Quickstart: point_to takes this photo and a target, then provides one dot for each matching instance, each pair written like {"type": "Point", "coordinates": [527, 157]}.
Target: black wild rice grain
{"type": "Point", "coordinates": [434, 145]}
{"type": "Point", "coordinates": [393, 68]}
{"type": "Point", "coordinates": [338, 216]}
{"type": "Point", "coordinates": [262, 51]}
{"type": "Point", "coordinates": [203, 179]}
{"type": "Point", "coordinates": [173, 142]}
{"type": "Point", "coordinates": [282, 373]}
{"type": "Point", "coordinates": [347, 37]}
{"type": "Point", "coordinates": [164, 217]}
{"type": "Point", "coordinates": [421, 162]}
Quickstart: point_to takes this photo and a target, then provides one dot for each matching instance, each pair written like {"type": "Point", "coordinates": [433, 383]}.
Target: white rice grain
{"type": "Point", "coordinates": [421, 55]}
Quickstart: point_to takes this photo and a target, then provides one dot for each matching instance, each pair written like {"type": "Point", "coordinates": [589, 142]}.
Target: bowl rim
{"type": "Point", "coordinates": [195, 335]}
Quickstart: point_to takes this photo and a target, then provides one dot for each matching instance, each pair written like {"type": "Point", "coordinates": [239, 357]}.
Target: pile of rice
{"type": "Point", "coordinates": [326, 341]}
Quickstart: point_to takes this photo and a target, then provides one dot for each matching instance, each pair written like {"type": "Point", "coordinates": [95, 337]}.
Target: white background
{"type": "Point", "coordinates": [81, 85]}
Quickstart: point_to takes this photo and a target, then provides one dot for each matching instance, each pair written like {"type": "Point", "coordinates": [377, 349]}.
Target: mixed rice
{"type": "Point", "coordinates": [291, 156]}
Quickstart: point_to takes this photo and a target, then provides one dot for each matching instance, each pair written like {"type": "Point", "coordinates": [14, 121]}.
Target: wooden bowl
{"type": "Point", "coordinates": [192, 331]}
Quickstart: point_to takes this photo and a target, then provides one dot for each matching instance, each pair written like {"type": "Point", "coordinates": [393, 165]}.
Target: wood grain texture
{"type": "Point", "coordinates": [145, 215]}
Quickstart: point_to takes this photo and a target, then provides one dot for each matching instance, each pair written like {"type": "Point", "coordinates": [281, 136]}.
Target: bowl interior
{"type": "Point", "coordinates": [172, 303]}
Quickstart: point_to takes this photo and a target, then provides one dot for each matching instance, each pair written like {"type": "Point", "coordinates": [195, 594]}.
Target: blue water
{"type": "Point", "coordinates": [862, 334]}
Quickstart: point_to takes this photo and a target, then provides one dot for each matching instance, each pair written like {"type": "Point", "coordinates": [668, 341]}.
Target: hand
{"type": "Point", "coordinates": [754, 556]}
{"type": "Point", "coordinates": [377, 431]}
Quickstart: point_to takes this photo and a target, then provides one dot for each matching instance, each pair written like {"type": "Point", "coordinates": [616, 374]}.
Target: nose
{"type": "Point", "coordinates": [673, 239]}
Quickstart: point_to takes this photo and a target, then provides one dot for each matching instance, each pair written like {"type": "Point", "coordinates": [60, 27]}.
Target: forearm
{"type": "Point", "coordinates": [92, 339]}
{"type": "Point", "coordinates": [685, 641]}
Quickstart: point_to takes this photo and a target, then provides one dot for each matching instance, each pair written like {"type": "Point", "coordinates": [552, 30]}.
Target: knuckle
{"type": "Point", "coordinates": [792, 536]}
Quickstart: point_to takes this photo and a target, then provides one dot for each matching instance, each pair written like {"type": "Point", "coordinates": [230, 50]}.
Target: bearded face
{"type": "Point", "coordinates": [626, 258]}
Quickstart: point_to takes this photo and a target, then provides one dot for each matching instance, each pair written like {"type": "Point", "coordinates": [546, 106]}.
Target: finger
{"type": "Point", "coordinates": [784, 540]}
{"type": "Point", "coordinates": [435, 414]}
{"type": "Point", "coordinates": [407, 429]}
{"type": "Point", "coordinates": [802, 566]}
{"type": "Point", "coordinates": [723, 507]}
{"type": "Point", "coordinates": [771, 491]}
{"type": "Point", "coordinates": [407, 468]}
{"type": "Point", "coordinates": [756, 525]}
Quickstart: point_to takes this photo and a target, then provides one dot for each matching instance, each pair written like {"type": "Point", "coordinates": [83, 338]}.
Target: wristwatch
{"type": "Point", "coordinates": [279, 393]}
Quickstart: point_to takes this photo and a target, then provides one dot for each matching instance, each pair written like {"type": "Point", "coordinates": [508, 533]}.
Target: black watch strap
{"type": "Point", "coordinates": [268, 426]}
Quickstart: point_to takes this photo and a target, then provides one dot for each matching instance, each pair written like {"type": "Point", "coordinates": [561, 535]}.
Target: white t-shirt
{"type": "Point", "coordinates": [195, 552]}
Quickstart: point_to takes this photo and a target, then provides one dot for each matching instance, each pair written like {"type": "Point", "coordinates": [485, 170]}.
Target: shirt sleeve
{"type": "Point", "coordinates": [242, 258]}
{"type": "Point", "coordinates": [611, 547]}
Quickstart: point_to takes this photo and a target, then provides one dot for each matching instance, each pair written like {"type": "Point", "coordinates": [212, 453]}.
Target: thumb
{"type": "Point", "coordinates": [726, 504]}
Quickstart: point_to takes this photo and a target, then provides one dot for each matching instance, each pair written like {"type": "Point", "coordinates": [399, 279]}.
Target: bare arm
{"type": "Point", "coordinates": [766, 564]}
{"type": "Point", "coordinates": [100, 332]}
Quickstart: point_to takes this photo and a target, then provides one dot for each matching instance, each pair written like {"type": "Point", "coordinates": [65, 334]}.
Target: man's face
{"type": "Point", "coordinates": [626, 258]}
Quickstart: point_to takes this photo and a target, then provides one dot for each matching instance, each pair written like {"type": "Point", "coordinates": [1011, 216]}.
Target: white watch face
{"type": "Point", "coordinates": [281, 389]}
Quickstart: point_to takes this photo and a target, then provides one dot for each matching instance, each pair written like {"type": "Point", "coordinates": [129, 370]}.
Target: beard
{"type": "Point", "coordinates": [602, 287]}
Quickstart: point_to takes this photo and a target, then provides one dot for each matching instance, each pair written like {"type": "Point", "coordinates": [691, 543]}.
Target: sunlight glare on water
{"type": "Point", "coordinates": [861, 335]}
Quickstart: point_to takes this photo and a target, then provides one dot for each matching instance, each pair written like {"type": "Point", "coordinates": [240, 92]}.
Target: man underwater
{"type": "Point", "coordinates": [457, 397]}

**********

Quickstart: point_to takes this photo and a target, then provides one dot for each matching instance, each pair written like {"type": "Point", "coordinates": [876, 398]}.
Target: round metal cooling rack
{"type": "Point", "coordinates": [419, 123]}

**********

## Task details
List every line in the records above that contains the string "black". Matching is case-sensitive.

## The output
Target: black wild rice grain
Target: black watch strap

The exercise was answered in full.